Work instructions: Quote word for word the lines of the listing below, from the line containing "For every instance of the hillside, the" through the line containing "pixel 391 232", both included.

----- Dataset records -----

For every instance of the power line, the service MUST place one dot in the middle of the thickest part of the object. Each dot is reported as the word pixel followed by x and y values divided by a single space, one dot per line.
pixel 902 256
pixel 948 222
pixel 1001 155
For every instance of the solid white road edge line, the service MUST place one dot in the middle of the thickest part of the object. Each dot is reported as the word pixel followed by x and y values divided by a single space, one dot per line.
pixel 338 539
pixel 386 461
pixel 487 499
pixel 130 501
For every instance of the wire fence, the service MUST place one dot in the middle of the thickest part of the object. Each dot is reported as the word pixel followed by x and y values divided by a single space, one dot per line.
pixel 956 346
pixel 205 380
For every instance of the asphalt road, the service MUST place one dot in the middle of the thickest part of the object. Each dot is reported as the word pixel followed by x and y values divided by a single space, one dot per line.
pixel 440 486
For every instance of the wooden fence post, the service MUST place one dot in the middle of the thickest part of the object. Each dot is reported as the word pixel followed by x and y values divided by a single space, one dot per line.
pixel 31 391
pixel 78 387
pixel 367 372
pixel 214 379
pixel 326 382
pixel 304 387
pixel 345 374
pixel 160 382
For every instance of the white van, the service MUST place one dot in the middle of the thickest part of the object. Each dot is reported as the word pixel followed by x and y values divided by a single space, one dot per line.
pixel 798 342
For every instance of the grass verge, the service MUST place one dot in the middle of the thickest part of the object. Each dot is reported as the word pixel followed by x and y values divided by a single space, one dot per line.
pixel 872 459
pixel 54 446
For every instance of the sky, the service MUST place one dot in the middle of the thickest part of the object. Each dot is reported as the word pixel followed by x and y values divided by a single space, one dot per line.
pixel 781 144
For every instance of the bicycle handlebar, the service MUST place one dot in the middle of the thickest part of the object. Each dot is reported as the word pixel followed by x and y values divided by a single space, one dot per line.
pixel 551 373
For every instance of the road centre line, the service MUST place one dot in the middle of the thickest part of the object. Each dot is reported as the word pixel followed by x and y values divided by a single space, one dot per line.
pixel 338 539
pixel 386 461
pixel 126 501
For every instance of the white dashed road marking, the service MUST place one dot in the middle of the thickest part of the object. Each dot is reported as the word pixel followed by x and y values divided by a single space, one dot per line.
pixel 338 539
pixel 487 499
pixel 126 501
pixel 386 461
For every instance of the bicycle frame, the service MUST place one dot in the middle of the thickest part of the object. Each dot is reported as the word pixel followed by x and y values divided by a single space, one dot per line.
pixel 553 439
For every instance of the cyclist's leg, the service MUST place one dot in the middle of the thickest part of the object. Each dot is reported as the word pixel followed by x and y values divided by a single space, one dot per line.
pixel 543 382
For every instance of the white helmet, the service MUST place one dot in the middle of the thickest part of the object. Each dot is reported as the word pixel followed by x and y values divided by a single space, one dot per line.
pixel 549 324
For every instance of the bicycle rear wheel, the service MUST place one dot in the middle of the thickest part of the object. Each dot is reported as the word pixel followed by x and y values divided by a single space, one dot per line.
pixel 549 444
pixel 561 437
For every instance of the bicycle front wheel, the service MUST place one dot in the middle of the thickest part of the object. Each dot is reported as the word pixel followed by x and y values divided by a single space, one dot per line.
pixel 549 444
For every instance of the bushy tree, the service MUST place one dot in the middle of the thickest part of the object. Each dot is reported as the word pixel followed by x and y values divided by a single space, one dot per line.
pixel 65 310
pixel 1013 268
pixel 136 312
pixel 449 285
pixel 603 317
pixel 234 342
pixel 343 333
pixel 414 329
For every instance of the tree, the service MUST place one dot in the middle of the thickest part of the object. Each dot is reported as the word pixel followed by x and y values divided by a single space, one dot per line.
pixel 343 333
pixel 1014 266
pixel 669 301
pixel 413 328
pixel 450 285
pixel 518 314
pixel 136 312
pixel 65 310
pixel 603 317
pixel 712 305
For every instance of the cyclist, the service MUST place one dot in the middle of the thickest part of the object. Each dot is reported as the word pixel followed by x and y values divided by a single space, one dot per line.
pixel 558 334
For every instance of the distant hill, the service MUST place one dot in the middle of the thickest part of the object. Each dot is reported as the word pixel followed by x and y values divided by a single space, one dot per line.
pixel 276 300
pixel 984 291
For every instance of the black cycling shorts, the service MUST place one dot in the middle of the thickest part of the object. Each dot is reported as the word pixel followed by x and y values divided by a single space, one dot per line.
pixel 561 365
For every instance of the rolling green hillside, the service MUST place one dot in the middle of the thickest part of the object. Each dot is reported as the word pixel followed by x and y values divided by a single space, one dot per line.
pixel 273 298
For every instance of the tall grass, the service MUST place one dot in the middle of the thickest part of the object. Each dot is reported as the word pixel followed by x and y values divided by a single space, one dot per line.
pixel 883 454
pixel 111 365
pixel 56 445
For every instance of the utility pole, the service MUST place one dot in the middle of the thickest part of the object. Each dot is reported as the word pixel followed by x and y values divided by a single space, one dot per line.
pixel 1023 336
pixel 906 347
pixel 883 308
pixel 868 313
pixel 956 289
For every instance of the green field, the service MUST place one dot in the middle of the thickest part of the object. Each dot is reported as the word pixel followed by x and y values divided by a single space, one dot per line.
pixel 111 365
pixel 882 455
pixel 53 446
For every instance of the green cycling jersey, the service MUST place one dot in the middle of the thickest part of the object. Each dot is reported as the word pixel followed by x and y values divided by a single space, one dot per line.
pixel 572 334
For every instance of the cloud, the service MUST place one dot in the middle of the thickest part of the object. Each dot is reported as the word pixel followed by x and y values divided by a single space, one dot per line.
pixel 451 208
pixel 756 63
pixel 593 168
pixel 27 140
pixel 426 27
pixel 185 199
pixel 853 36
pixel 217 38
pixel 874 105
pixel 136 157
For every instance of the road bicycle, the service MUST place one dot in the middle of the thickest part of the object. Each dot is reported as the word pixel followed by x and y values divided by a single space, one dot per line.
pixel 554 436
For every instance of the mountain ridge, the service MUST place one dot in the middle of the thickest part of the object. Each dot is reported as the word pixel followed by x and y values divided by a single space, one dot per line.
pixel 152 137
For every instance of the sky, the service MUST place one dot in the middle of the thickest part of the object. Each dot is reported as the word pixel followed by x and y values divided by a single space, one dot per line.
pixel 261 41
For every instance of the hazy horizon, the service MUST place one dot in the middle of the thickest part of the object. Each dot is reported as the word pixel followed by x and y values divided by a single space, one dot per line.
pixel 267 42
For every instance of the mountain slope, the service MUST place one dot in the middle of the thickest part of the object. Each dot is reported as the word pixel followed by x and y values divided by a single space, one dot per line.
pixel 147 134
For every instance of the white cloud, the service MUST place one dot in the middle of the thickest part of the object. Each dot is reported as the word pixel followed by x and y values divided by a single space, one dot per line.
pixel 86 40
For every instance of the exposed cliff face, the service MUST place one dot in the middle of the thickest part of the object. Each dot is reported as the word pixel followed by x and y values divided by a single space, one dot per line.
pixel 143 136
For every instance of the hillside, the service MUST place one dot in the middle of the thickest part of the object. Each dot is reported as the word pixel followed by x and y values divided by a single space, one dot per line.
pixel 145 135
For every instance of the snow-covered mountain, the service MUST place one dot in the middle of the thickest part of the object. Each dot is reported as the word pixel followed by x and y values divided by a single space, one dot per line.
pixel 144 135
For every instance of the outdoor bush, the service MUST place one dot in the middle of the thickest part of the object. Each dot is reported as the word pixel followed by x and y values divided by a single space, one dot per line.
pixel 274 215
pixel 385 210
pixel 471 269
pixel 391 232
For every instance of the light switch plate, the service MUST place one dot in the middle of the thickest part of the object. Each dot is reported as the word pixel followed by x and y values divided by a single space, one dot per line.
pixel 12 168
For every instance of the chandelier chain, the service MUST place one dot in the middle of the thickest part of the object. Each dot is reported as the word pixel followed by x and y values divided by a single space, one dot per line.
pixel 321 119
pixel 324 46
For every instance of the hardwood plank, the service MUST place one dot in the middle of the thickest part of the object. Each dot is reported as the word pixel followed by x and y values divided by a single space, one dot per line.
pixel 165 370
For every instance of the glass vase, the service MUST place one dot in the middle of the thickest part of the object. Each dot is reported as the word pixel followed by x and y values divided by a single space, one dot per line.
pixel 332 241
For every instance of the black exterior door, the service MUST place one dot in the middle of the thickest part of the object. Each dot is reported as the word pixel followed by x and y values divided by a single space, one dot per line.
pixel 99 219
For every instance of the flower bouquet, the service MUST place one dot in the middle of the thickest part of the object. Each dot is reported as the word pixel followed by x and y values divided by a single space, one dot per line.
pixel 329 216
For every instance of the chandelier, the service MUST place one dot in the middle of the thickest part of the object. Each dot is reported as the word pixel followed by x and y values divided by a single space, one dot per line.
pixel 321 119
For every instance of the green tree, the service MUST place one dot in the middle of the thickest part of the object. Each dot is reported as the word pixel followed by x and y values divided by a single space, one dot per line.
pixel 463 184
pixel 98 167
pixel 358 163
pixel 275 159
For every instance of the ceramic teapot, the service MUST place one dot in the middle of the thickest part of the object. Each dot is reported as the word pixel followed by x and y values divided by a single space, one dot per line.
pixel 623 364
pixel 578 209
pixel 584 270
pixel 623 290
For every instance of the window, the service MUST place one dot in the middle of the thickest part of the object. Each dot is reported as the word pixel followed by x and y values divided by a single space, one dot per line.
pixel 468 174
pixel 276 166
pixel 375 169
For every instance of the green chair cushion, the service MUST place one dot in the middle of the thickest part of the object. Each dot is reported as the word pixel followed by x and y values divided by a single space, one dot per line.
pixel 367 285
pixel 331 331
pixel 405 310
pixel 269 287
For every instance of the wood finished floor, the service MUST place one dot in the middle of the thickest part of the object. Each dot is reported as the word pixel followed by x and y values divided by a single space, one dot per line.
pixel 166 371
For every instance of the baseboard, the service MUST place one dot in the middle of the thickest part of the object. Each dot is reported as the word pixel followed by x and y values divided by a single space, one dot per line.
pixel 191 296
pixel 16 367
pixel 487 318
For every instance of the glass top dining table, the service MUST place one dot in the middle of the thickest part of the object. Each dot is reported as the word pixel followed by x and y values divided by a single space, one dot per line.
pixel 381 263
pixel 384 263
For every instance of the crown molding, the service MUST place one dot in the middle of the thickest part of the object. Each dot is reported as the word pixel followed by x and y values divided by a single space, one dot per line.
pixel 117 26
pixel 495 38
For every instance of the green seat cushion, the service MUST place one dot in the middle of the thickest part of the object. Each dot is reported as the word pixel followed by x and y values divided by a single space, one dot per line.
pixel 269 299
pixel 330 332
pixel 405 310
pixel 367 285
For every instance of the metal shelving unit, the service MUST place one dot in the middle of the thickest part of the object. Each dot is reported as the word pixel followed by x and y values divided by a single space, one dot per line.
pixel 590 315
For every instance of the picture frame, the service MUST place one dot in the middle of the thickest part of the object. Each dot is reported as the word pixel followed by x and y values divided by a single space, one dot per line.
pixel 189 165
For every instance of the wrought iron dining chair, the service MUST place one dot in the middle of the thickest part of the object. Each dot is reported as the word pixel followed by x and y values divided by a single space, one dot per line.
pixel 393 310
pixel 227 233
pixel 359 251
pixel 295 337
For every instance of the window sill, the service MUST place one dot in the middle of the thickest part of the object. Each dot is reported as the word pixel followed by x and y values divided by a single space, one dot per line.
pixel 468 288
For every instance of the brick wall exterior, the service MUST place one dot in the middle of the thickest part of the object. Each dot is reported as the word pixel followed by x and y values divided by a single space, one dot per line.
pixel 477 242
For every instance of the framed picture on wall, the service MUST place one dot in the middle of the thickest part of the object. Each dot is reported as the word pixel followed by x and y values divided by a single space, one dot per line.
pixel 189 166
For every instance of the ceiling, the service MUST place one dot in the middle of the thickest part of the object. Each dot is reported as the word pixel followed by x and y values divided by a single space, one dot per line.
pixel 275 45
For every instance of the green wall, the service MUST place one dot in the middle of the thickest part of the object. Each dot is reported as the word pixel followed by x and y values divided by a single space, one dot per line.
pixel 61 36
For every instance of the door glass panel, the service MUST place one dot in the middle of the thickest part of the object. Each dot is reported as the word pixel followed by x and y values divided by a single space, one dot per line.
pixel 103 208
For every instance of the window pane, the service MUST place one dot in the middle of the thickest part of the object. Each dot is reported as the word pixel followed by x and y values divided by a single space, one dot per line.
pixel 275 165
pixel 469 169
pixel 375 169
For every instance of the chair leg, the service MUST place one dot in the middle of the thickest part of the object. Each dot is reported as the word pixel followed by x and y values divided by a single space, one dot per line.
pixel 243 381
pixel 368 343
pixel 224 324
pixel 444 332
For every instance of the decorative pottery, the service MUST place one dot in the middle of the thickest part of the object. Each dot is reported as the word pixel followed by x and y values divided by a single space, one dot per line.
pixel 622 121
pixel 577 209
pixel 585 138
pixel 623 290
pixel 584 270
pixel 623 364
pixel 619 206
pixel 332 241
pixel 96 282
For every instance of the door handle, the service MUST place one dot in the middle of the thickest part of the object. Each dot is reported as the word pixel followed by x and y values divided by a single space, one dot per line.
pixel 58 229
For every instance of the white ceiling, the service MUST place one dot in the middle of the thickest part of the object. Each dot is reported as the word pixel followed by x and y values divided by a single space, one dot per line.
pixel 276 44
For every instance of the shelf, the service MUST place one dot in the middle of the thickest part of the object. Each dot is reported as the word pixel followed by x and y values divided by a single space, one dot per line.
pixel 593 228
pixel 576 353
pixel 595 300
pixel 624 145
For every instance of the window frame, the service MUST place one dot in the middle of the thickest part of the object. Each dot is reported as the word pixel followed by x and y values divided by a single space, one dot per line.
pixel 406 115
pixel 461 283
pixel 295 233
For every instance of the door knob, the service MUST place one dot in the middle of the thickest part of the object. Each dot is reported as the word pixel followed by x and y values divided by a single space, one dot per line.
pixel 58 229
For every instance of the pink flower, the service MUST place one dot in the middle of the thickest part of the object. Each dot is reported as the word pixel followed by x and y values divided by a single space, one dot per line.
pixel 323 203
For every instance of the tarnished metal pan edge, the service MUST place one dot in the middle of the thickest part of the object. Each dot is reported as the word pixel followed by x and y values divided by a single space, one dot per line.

-----

Task output:
For every instance of the hillside, the service MUST place one dot in the middle of the thickest part of the object. Each dot is reported as the word pixel followed by x and y values divided by a single space, one dot per line.
pixel 145 135
For every instance of the snow-covered mountain, the service MUST place one dot in the middle of the thickest part of the object. Each dot is reported as the word pixel followed by x and y values divided by a single space, one dot per line.
pixel 144 135
For every instance of the outdoor bush, the service MUST place one dot in the middle of the thickest part of the object. Each dot is reported as the word pixel followed by x and y values divided by a single space, one dot per line.
pixel 274 215
pixel 385 210
pixel 471 269
pixel 391 232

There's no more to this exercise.